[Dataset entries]
-------------------------

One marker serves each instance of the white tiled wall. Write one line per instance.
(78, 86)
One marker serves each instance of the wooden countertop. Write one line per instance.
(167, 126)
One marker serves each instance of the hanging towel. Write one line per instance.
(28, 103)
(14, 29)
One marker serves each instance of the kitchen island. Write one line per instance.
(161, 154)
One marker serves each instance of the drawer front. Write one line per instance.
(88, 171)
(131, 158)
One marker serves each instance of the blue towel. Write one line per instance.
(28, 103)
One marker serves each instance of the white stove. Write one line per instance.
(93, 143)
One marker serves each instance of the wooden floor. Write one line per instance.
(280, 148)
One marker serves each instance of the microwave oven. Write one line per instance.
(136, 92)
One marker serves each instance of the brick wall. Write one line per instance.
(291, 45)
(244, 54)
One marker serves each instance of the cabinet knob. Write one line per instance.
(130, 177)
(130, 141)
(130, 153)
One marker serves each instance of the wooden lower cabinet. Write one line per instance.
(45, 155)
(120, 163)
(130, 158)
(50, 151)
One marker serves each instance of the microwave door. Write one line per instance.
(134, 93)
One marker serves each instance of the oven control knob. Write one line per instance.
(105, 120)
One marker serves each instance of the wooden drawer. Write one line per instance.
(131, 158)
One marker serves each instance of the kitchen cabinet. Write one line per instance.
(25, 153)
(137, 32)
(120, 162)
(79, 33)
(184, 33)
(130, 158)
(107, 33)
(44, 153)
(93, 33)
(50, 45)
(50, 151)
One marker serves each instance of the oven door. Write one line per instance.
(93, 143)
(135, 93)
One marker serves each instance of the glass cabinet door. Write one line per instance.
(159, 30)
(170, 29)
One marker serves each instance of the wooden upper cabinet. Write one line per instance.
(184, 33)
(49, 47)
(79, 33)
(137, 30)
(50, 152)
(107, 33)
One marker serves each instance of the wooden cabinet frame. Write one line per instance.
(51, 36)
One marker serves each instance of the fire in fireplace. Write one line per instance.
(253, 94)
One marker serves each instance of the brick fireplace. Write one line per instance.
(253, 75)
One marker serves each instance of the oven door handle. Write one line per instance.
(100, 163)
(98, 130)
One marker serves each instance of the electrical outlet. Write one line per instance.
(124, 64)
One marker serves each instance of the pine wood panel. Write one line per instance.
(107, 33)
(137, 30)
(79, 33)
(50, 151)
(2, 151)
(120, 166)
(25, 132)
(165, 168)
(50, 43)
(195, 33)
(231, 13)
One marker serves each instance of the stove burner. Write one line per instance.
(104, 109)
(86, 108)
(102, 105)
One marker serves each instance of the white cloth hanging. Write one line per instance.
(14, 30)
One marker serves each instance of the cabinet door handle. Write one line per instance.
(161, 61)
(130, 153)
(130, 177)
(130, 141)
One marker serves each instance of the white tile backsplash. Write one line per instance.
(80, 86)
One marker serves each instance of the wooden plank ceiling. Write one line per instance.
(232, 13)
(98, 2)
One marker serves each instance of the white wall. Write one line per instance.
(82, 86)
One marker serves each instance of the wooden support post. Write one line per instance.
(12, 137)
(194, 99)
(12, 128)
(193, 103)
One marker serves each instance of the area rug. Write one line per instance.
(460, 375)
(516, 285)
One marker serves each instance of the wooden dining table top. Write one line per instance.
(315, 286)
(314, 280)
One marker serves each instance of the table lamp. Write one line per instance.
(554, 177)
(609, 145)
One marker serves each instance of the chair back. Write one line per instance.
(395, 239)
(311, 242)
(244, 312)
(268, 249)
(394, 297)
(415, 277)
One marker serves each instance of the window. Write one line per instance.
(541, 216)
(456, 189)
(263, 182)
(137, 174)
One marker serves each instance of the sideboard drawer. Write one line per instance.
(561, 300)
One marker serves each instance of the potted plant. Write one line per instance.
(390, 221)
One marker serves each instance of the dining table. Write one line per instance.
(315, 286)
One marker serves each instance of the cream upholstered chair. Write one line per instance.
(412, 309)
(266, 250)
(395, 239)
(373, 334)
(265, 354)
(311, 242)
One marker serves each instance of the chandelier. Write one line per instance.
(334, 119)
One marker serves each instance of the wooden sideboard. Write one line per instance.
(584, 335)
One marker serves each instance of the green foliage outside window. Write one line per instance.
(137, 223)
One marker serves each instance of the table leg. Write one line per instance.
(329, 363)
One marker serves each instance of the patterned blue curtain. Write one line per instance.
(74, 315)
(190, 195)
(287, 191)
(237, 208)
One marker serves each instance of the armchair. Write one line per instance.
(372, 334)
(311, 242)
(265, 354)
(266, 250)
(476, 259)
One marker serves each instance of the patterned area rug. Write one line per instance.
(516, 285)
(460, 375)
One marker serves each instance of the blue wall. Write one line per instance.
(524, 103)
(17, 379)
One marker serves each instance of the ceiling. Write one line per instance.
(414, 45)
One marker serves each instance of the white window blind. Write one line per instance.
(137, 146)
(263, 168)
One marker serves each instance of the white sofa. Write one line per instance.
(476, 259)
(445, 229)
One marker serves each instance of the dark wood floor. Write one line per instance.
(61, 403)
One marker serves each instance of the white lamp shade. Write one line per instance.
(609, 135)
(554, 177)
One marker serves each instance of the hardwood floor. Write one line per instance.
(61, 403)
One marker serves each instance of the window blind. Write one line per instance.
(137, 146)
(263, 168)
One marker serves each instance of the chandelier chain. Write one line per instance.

-------------------------

[Task brief]
Output the records in full. Match them exactly.

[Result of this task]
One marker serves each instance of the white tiled wall. Write one line per instance.
(78, 86)
One marker serves each instance of the wooden countertop. Write one line per instance.
(167, 126)
One marker serves each instance of the hanging towel. Write one line per instance.
(28, 103)
(14, 29)
One marker serves each instance of the kitchen island. Write one line per instance.
(161, 154)
One marker serves each instance of the drawer front. Write one line per instance.
(88, 171)
(131, 158)
One marker serves each instance of the blue towel. Write one line per instance.
(28, 103)
One marker serves each instance of the white stove. Write one line per instance.
(93, 143)
One marker serves each instance of the wooden floor. Write one line per instance.
(280, 148)
One marker serves each instance of the microwave oven. Write one line per instance.
(136, 92)
One marker serves each instance of the brick wall. Write one line per instance.
(291, 45)
(244, 54)
One marker serves each instance of the cabinet knob. Write one line per instance.
(130, 177)
(130, 141)
(130, 153)
One marker serves each instance of the wooden lower cabinet. Write one line per instance.
(45, 155)
(120, 163)
(130, 158)
(50, 151)
One marker serves each instance of the microwave door. Write one line per instance.
(134, 93)
One marker serves each instance of the oven control knob. Write one line per instance.
(105, 120)
One marker serves each instance of the wooden drawer. Write one line per instance.
(131, 158)
One marker serves each instance of the kitchen cabinet. Write one line per instance.
(25, 153)
(137, 32)
(120, 162)
(79, 33)
(184, 33)
(130, 158)
(107, 33)
(44, 153)
(93, 33)
(50, 45)
(50, 151)
One marker serves each instance of the oven door. Write one line per instance.
(93, 143)
(135, 93)
One marker serves each instance of the glass cabinet door. Write one line per instance.
(159, 30)
(170, 29)
One marker serves each instance of the wooden upper cabinet. Write one line per instance.
(184, 33)
(49, 47)
(79, 33)
(137, 30)
(50, 152)
(107, 33)
One marker serves each instance of the wooden cabinet frame. Write one line per instance.
(51, 36)
One marker serves each instance of the fire in fireplace. Write one line per instance.
(253, 94)
One marker serves each instance of the brick fireplace. Write one line per instance.
(253, 75)
One marker serves each instance of the oven door handle. Write one line per instance.
(100, 163)
(98, 130)
One marker serves each instance of the electrical outlet. Write one line per instance.
(124, 64)
One marker serves each instance of the pine wood panel. Write one line per instance.
(107, 33)
(137, 30)
(79, 33)
(50, 151)
(2, 151)
(120, 166)
(25, 132)
(165, 168)
(50, 43)
(195, 33)
(231, 13)
One marker serves each instance of the stove burner. Write one line per instance.
(104, 109)
(86, 108)
(102, 105)
One marker serves each instance of the white cloth hanging. Write one line per instance.
(14, 30)
One marker serves each instance of the cabinet door handle. Write one line per instance.
(161, 61)
(130, 153)
(130, 177)
(130, 141)
One marker serves each instance of the white tile backsplash. Write one line per instance.
(80, 86)
One marker serves each instance of the wooden plank ceiling. Write one line per instance.
(232, 13)
(98, 2)
One marker serves each instance of the white wall. Write one line per instance.
(82, 86)
One marker serves each instance of the wooden support post. Write one line per instance.
(12, 137)
(194, 99)
(12, 128)
(193, 103)
One marker serves each instance of the area rug. Write one line per instance.
(460, 375)
(516, 285)
One marker serves each instance of the wooden dining table top. Write one line per instance.
(315, 286)
(314, 280)
One marker serves each instance of the table lamp. Write one line per instance.
(554, 177)
(609, 145)
One marker serves each instance of the chair back. Write one line per instance.
(395, 239)
(311, 242)
(244, 312)
(268, 249)
(394, 297)
(415, 277)
One marker serves each instance of the window. Write one line per instance.
(541, 216)
(456, 189)
(263, 182)
(137, 174)
One marker serves each instance of the sideboard drawer. Write one line per instance.
(561, 300)
One marker serves each instance of the potted plant. Write one line per instance.
(390, 221)
One marker serves each instance of the dining table. Write one line per instance.
(315, 286)
One marker serves each instance of the cream upholstered chair. Write one line per instance.
(412, 309)
(266, 250)
(395, 239)
(373, 334)
(265, 354)
(311, 242)
One marker serves each instance of the chandelier. Write one line per instance.
(334, 119)
One marker serves each instance of the wooden sideboard. Write one line per instance.
(584, 335)
One marker serves each instance of the green foliage outside window. Write one line per instance.
(137, 223)
One marker serves each instance of the table leg. Write one line per instance.
(329, 363)
One marker serves each instance of the patterned blue curtain. Write one line per instance.
(74, 315)
(190, 195)
(287, 191)
(237, 208)
One marker serves each instance of the armchair. Write one line per instance.
(372, 334)
(311, 242)
(265, 354)
(266, 250)
(476, 259)
One marker serves each instance of the patterned area rug. Write one line per instance.
(516, 285)
(460, 375)
One marker serves each instance of the blue wall. Write one line per instance.
(524, 103)
(17, 379)
One marker serves each instance of the ceiling. Write one line per instance.
(414, 45)
One marker serves each instance of the white window blind. Write one line per instance.
(137, 146)
(263, 168)
One marker serves each instance of the white sofa. Write one line per instance.
(476, 259)
(445, 229)
One marker serves each instance of the dark wood floor. Write one line per instance.
(61, 403)
One marker serves each instance of the white lamp shade. Write one line per instance.
(609, 135)
(554, 177)
One marker serves each instance of the hardwood floor. Write one line per instance.
(61, 403)
One marker serves each instance of the window blind. Write one line per instance.
(137, 146)
(263, 168)
One marker serves each instance of the chandelier chain. Write one line per instance.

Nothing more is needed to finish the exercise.